**Work instructions:**
- A) Answer these questions from the CP rail safety excerpt, one line each:
(i) How many lineside units does CP aim to install this year?
(ii) Roughly what does the system cost per subdivision?
(iii) How many more defects does the train inspection portal detect than visual inspections in yards?
- B) Which distances or speeds given in miles or miles an hour appear in the CP rail safety excerpt? List every one.

**Source extract:**
* * * *
CP aims to install 415 of the lineside units this year on a 415-mile stretch of its North Line between Wetaskiwin, Alberta, and Lanigan, Sask., covering three subdivisions and part of a fourth. In all, CP expects to have the system cover a total of nine subdivisions by the end of 2021.
“Ultimately that’s not only going to be able to tell us if rails are broken, but it’s going to tell us if trains are present as well,” Mulligan says. The territory remains dark, however, and the system is a non-vital overlay detector for track occupancy, Mulligan says.
CP says the system, at roughly $1.5 million per subdivision, is just 10% the cost of installing CTC. “Do the math: It’s compelling,” Creel says.
The broken rail protection also will raise speed limits for crude oil trains, improving turn times and ultimately requiring fewer cars and locomotives to move the same amount of crude.
“Think about the additional efficiencies with asset turns with train speeds,” Creel says. “Today, those trains without broken rail protection on those subdivisions, we run at 25 miles an hour. As this technology and this innovation gets deployed, we're able to run 45 miles an hour. You’ve got a safer, more efficient, more reliable network as a result of this.”
CP also touted other safety systems last week.
The railway’s train inspection portal, which recently received an exemption from Transport Canada, detects 87% more defects than visual inspections in yards, while saving up to two hours of dwell for every potash train bound for the Port of Vancouver.
* * * *
**Dataset entries:**
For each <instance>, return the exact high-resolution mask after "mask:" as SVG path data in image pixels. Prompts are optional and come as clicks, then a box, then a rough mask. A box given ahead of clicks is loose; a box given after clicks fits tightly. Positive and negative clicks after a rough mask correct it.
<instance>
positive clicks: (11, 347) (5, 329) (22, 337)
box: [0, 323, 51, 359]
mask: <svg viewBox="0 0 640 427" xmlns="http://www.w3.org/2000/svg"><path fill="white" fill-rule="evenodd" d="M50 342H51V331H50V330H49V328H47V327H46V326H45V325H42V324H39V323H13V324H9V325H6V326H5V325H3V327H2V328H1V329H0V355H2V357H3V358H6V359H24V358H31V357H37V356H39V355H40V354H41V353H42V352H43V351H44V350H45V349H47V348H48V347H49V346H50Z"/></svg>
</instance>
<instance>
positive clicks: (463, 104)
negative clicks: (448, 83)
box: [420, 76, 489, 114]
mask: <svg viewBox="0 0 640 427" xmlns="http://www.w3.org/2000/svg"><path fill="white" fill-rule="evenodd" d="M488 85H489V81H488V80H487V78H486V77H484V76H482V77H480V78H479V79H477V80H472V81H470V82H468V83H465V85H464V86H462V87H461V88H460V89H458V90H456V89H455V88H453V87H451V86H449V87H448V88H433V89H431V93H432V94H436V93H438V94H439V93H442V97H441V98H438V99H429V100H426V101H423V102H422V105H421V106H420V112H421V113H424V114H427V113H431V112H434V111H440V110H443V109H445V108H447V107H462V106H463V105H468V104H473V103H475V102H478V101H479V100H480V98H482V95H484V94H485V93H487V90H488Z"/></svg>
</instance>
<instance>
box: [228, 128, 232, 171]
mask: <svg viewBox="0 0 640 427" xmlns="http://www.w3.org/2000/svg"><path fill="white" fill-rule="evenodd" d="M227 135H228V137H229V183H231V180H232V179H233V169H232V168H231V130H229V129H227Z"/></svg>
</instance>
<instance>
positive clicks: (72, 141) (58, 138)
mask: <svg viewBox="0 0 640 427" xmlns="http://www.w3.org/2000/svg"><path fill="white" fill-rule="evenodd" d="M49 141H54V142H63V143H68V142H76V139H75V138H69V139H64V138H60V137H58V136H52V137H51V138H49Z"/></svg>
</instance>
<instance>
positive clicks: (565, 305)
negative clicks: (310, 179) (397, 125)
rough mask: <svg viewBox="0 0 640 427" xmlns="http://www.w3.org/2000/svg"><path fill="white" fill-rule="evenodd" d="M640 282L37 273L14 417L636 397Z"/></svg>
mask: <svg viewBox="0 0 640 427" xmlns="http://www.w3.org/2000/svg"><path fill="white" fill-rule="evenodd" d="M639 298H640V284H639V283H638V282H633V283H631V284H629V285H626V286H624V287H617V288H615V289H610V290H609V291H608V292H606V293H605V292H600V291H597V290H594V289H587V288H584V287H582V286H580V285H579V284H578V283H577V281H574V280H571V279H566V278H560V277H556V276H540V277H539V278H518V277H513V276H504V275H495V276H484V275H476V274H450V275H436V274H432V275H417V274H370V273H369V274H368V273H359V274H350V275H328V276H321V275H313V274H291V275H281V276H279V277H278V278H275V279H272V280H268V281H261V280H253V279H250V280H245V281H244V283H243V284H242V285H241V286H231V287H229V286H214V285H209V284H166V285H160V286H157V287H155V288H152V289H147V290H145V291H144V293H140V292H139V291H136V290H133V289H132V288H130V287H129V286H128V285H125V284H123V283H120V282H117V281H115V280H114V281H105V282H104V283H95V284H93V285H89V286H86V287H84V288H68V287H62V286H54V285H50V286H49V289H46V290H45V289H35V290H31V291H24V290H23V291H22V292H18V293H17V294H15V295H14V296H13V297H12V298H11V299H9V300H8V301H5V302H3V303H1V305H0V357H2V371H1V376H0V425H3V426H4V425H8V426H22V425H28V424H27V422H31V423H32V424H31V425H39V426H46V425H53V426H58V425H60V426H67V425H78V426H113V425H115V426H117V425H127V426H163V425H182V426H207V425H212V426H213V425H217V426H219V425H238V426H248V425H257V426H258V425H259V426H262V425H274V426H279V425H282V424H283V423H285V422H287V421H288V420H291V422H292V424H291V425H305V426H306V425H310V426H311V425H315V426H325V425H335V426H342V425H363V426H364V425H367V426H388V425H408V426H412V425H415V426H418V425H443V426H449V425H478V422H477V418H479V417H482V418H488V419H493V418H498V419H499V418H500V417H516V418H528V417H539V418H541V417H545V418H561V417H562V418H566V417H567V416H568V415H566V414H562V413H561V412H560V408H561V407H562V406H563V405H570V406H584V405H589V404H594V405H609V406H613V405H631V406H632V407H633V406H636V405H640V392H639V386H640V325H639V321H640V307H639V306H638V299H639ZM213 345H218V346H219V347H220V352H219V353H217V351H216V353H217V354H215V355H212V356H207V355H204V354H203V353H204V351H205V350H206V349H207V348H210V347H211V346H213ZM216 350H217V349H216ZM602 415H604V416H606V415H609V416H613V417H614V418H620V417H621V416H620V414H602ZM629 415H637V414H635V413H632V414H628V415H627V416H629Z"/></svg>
* * * *
**Answers for each item:**
- A)
(i) 415
(ii) Roughly $1.5 million
(iii) 87% more

- B)
- 415 miles: the stretch of the North Line between Wetaskiwin, Alberta, and Lanigan, Sask.
- 25 miles an hour: the current speed of trains without broken rail protection on those subdivisions
- 45 miles an hour: the speed possible once the technology is deployed